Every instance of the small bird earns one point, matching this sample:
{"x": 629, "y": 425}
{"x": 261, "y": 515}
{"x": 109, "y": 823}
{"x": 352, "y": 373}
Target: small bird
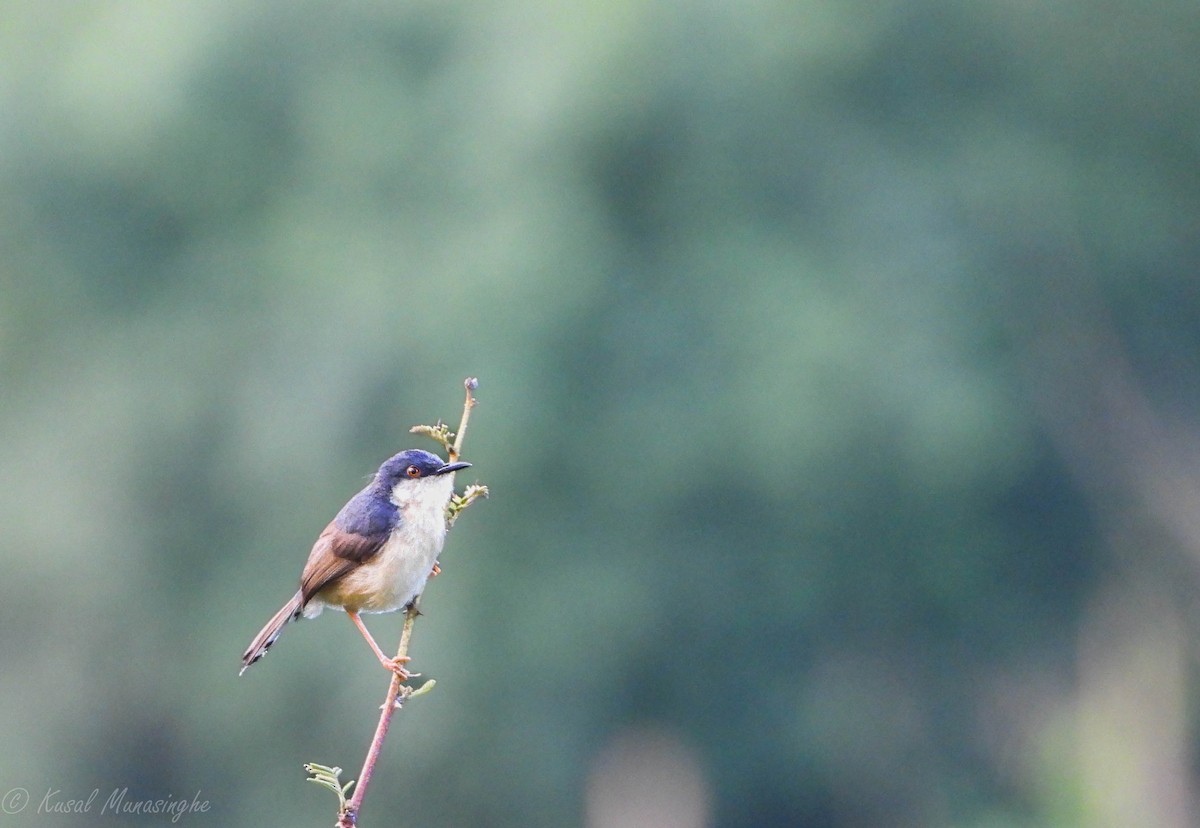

== == ==

**Requirements:**
Could you copy out all the rows above with "small bird" changed to "sparrow" wherever it occurs and everything else unchanged, leaving out the pictures?

**Final result:**
Every instance of the sparrow earns one point, matching this sample:
{"x": 629, "y": 425}
{"x": 261, "y": 515}
{"x": 109, "y": 823}
{"x": 352, "y": 373}
Target: sparrow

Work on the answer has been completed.